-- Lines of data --
::::
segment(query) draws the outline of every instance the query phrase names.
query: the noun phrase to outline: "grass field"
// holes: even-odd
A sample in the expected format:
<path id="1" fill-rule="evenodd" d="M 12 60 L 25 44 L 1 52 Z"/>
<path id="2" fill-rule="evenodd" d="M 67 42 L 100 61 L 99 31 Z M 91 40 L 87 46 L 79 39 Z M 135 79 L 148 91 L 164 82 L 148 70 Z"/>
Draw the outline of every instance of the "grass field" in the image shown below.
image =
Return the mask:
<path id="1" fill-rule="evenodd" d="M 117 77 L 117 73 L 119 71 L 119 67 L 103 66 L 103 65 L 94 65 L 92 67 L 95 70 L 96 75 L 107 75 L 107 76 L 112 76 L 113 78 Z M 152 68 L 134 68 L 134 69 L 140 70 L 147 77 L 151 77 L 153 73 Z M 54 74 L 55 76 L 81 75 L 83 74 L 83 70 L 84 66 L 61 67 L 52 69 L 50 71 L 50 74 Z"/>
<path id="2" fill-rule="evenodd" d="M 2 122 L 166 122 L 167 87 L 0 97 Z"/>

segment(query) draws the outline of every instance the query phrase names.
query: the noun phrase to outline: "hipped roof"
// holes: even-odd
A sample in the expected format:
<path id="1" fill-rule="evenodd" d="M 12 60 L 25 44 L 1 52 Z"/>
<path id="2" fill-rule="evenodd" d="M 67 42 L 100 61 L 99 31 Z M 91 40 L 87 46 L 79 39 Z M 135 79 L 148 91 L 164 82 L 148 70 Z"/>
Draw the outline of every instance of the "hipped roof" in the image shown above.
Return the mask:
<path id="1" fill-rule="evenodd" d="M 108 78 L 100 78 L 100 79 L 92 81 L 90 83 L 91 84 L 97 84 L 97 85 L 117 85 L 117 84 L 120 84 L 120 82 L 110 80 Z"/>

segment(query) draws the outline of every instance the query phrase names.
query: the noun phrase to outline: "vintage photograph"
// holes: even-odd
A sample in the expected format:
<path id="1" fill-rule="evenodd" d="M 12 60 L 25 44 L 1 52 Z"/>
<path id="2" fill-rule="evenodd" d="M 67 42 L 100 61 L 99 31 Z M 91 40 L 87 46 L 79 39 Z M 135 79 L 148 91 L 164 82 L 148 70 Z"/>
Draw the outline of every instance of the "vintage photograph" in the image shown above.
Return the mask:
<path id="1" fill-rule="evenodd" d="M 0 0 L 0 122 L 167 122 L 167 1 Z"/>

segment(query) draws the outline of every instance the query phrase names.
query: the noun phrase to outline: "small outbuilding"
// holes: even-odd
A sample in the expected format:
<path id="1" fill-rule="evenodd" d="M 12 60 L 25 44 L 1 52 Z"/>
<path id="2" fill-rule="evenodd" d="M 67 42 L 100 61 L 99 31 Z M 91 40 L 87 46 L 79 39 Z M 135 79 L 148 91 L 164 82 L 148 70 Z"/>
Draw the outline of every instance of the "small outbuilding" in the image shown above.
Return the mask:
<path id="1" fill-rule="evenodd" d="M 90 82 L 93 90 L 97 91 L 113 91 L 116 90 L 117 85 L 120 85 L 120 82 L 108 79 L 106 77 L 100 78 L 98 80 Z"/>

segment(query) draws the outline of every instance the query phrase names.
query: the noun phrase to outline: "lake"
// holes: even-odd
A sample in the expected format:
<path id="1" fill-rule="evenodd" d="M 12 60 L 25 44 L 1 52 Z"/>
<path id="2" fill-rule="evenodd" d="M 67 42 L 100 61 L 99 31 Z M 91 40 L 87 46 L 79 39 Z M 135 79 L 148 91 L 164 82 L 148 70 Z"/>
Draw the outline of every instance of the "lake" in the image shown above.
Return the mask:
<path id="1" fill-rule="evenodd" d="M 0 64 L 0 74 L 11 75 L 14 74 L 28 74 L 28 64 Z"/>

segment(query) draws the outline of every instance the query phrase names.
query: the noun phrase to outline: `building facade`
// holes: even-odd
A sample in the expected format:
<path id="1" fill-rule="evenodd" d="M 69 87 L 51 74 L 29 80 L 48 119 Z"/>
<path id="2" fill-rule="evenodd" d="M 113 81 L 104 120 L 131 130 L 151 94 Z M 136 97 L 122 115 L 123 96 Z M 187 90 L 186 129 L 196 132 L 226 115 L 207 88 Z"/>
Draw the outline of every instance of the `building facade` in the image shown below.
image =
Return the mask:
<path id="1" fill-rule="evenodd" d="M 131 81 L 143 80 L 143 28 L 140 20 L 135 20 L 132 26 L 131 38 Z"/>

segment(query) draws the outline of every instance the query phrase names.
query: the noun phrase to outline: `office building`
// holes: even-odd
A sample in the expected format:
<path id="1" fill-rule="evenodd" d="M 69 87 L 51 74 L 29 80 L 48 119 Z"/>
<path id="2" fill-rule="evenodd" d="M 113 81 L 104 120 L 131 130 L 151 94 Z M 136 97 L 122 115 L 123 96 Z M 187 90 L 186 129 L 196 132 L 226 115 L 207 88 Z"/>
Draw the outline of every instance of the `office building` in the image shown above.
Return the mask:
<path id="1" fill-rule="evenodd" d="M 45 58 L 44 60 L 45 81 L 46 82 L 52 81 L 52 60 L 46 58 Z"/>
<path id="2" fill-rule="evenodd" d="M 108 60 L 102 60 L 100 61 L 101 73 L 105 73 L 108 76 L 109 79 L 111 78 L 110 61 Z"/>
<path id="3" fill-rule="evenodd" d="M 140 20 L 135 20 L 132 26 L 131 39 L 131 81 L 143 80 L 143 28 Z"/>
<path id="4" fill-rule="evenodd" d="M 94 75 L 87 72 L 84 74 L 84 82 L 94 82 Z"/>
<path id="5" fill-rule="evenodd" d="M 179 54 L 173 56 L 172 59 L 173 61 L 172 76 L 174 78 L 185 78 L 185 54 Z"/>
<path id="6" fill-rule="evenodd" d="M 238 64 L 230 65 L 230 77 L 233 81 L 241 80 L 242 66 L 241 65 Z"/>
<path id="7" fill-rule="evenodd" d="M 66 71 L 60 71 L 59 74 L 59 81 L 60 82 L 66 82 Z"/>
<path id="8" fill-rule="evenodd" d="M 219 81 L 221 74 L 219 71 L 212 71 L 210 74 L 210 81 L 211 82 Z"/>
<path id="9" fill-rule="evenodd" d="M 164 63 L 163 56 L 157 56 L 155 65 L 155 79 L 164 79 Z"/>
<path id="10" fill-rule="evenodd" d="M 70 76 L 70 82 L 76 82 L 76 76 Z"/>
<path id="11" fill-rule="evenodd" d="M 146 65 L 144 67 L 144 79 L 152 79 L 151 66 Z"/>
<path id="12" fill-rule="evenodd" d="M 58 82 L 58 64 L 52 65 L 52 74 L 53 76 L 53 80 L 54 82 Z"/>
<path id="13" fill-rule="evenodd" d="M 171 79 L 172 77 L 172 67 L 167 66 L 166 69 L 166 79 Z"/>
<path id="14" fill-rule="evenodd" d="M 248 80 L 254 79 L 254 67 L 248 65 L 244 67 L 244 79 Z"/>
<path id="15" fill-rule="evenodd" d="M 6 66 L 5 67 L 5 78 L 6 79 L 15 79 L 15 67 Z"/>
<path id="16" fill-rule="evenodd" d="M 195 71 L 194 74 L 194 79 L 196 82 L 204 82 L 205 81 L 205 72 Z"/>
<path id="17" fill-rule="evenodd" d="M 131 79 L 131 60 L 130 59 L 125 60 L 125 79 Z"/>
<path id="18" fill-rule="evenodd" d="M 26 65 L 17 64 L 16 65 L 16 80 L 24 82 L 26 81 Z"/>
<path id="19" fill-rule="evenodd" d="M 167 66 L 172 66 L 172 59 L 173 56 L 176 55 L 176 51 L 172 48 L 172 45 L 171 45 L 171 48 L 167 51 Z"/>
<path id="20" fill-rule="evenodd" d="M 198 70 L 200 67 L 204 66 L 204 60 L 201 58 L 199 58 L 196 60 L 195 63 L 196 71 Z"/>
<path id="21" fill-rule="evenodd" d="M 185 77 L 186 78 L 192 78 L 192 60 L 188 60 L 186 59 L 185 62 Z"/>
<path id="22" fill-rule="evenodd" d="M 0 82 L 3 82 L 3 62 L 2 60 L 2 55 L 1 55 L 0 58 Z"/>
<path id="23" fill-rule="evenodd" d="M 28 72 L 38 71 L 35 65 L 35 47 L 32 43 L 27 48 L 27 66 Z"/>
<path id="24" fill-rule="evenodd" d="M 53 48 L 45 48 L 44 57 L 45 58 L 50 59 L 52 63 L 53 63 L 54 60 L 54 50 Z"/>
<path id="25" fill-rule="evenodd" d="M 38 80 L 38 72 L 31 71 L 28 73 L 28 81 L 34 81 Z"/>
::::
-- Aim --
Copy out the stretch from the first line of the items through the line containing "108 78 L 100", both included, reproducing each line character for character.

-- Solution for this problem --
segment(query) draws the outline of every instance the query phrase names.
query: the noun phrase to outline: "grass field"
// holes: even-odd
A sample in the expected format:
<path id="1" fill-rule="evenodd" d="M 12 60 L 25 44 L 1 52 Z"/>
<path id="2" fill-rule="evenodd" d="M 67 42 L 100 61 L 99 31 Z M 91 40 L 87 46 L 79 39 Z M 135 79 L 148 91 L 164 82 L 148 70 Z"/>
Draw the outline of every instance of the "grass field" in the image shown below.
image =
Return the mask:
<path id="1" fill-rule="evenodd" d="M 117 77 L 117 73 L 119 71 L 119 67 L 103 66 L 103 65 L 94 65 L 92 67 L 95 70 L 96 75 L 107 75 L 107 76 L 112 76 L 113 78 Z M 152 68 L 134 68 L 134 69 L 140 70 L 147 77 L 151 77 L 153 73 Z M 54 74 L 55 76 L 81 75 L 83 74 L 83 70 L 84 66 L 61 67 L 52 69 L 50 71 L 50 74 Z"/>
<path id="2" fill-rule="evenodd" d="M 2 122 L 166 122 L 167 87 L 0 97 Z"/>

segment(query) draws the outline of every instance the query phrase names.
query: the noun phrase to outline: "hipped roof"
// holes: even-odd
A sample in the expected format:
<path id="1" fill-rule="evenodd" d="M 12 60 L 25 44 L 1 52 Z"/>
<path id="2" fill-rule="evenodd" d="M 67 42 L 100 61 L 99 31 Z M 91 40 L 87 46 L 79 39 Z M 135 79 L 148 91 L 164 82 L 148 70 Z"/>
Draw the outline of every instance of the "hipped roof" in the image shown above.
Return the mask:
<path id="1" fill-rule="evenodd" d="M 108 78 L 100 78 L 100 79 L 92 81 L 90 83 L 91 84 L 97 84 L 97 85 L 117 85 L 117 84 L 120 84 L 120 82 L 110 80 Z"/>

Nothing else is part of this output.